Problem statement:
Copy every one of the entries below word for word, keeping each line in its original order.

Source records:
____________________

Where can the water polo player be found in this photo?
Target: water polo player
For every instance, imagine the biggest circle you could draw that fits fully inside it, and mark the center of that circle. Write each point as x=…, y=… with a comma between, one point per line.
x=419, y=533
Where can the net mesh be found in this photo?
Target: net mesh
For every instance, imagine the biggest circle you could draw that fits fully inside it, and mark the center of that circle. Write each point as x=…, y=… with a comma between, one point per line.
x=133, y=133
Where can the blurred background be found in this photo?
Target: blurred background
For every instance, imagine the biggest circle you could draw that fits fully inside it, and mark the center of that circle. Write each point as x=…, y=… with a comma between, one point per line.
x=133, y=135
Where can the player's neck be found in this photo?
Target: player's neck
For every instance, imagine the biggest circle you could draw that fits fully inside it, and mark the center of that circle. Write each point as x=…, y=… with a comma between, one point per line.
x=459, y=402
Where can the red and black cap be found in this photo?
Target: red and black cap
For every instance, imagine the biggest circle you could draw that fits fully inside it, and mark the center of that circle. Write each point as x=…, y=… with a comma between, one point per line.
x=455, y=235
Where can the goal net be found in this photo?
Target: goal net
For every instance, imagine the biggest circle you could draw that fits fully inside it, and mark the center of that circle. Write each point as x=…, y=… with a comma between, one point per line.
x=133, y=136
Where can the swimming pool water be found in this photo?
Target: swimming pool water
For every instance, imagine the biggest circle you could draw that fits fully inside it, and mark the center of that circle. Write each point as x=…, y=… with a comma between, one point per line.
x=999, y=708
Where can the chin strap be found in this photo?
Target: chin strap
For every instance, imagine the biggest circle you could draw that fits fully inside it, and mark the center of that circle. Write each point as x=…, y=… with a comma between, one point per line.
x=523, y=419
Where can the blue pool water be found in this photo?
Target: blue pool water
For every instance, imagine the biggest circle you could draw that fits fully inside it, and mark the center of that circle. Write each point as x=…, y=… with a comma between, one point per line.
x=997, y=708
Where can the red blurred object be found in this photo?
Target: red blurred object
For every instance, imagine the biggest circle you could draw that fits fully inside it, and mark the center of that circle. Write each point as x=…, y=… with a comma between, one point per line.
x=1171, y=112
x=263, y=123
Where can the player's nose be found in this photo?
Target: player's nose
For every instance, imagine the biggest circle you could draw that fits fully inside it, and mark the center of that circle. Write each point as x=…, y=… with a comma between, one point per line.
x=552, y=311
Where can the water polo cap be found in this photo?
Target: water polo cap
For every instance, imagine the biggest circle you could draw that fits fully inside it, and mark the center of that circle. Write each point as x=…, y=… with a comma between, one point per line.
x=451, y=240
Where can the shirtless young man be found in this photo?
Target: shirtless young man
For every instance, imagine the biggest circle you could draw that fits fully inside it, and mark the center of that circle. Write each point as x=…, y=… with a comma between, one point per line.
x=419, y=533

____________________

Reply:
Where can the water polo player be found in this photo?
Target: water polo player
For every instance, imagine the biggest circle you could draw that fits fully inside it, and mark the center of that circle. Write each point as x=…, y=… with a comma between, one point per line.
x=419, y=533
Where can the net mesh be found in this photo?
Target: net mesh
For every instance, imagine the biggest circle you could draw that fits fully inside it, and mark the center of that circle. Write each point as x=…, y=… with a comma between, one point per line.
x=133, y=133
Where can the blurred background be found in this photo?
Target: blurred background
For every instance, imagine the biggest circle you could draw that fits fully inside it, and mark the center of that circle. Write each point as x=…, y=… with a comma between, one point per line.
x=133, y=135
Where can the player's neck be found in this photo?
Target: player's neck
For every instance, imagine the biggest circle you could draw that fits fully inside it, and mark the center of that circle. Write each point as x=…, y=… with a comma between, one point per line.
x=459, y=402
Where can the red and black cap be found in this photo?
Target: red and black cap
For every instance, imagine the biggest circle you could draw that fits fully inside it, and mark the center of that circle. Write each point as x=…, y=… with a comma between, one point per line.
x=455, y=235
Where can the goal net be found in this photo?
Target: goal net
For every instance, imagine the biggest circle you could draw that fits fully inside it, and mark the center of that circle. Write each point as x=…, y=… with a comma between, one point per line.
x=133, y=136
Where can the swimming pool water be found in this photo?
Target: swimming pool water
For every instance, imagine the biggest circle you could draw that fits fully inside it, and mark the center of that circle. Write each point as x=…, y=… with a comma between, one point per line.
x=999, y=708
Where can the chin strap be found in this photo?
Target: chin strap
For every instance, imagine the biggest circle you could draw that fits fully inside it, and mark the center of that circle. Write each point as x=…, y=… with a comma between, one point per line.
x=523, y=419
Where can the blue pool water be found in this photo?
Target: blue pool water
For every instance, imagine the biggest circle you could draw that fits fully inside it, and mark the center of that circle. Write each point as x=…, y=… with a comma between, one point per line.
x=997, y=708
Where can the red blurred object be found in this photo?
Target: red blurred object
For every instance, imagine the biggest circle you could draw that fits fully inside it, and mark the center of that circle. Write each point as x=…, y=… with a comma between, one point per line.
x=1171, y=112
x=263, y=123
Where can the player's nose be found in this photo?
Target: player's nose
For every instance, imagine the biggest circle you could draw that fits fully inside it, and mark the center of that circle. Write each point as x=…, y=… with a comma between, one point per line.
x=552, y=311
Where can the water polo cap be found in this photo?
Target: water polo cap
For every instance, imagine the biggest circle you could draw that fits fully inside it, and mark the center of that circle. Write each point as x=…, y=… with a comma between, one point per line.
x=451, y=240
Where can the shirtless young man be found in this photo?
Target: shirtless young man
For every instance, imagine the biggest circle you could draw that fits fully inside it, and mark the center of that circle. Write each point as x=…, y=… with a comma between, one point per line.
x=419, y=533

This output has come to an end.